*WRITTEN EXERCISE*: Please output exactly the run of lines that starts at the line with "navy suit with" and ends at the last line of the records below.

*RECORDS SUPPLIED*:
* * * * * * * * *
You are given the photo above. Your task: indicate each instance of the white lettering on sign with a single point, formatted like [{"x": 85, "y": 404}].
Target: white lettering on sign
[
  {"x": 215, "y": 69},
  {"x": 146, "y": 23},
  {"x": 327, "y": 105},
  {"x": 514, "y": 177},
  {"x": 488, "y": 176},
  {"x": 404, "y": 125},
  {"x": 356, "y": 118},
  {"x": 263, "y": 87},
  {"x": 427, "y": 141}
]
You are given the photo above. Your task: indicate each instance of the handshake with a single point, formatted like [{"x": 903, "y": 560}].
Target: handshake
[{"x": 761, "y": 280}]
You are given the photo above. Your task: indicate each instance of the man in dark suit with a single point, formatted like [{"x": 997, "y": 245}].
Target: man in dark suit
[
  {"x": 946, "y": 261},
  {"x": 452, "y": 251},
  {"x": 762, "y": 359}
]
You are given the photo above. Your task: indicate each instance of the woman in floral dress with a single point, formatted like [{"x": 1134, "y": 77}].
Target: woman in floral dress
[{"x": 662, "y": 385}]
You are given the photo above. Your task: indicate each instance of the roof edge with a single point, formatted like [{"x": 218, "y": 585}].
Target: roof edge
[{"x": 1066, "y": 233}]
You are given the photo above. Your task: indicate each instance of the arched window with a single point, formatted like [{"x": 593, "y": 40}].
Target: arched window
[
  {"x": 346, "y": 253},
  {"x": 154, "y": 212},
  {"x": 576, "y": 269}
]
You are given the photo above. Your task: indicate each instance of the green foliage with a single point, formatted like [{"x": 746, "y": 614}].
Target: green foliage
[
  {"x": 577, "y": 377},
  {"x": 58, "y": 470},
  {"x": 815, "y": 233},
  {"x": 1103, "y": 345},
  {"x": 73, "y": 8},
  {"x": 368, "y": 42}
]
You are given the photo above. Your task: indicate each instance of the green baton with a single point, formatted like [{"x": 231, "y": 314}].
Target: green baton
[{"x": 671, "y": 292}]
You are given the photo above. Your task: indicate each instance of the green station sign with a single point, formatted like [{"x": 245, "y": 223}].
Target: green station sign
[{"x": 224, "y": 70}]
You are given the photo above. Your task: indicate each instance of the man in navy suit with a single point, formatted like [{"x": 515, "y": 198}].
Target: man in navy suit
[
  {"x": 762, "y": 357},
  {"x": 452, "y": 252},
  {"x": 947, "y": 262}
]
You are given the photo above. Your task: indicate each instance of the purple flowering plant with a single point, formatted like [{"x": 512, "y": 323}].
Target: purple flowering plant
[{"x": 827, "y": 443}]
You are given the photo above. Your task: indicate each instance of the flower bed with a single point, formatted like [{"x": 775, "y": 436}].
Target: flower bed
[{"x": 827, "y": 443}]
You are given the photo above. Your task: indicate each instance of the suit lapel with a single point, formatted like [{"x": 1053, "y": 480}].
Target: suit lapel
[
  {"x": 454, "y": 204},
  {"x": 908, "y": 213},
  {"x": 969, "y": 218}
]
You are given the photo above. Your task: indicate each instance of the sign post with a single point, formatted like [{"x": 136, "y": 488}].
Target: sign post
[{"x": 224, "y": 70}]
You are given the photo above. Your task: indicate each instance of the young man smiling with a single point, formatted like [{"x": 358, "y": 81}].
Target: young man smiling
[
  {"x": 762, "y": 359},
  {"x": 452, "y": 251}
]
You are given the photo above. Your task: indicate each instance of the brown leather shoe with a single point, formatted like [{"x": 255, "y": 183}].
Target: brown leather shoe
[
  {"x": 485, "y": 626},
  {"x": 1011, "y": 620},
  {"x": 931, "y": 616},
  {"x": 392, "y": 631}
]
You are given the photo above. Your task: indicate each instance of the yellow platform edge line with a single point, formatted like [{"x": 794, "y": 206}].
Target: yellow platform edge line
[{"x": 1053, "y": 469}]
* * * * * * * * *
*SOLVED PROBLEM*:
You are given the photo above. Your task: indicate each instance of the man in navy suit with a single point, formatted like [{"x": 515, "y": 198}].
Target: man in navy suit
[
  {"x": 762, "y": 357},
  {"x": 452, "y": 252},
  {"x": 947, "y": 262}
]
You are given the photo above. Your task: indicate each instance of the purple flowering plant with a single point, formatted like [{"x": 512, "y": 323}].
Target: purple flowering plant
[{"x": 827, "y": 443}]
You are given the photo above. Your task: indicate each instance of the flower bed with a single point, formatted like [{"x": 775, "y": 436}].
Target: flower bed
[{"x": 827, "y": 443}]
You are given the photo above. Your task: indicate each instance of the suit lapel with a single point, formatted like [{"x": 1053, "y": 480}].
Target: suit lapel
[
  {"x": 454, "y": 204},
  {"x": 908, "y": 213},
  {"x": 969, "y": 218}
]
You are given the photo above. Your task: indicate each instance of the sign post with a single point, formatted like [{"x": 136, "y": 488}].
Target: sign post
[{"x": 224, "y": 70}]
You are given the photo above. Your task: indicate each instance of the young man smiling with a single point, formatted like [{"x": 358, "y": 81}].
Target: young man smiling
[
  {"x": 762, "y": 359},
  {"x": 452, "y": 251}
]
You are given the photo above. Your task: indicate each instance of the brown leather shoe with a single point, formatted like [{"x": 255, "y": 183}].
Target: brown leather shoe
[
  {"x": 485, "y": 626},
  {"x": 1011, "y": 620},
  {"x": 931, "y": 616},
  {"x": 392, "y": 631}
]
You are given the photo above. Your task: indicate each instance of the yellow platform edge line with a single point, formatted like [{"x": 794, "y": 206}].
Target: yellow platform edge line
[{"x": 1053, "y": 469}]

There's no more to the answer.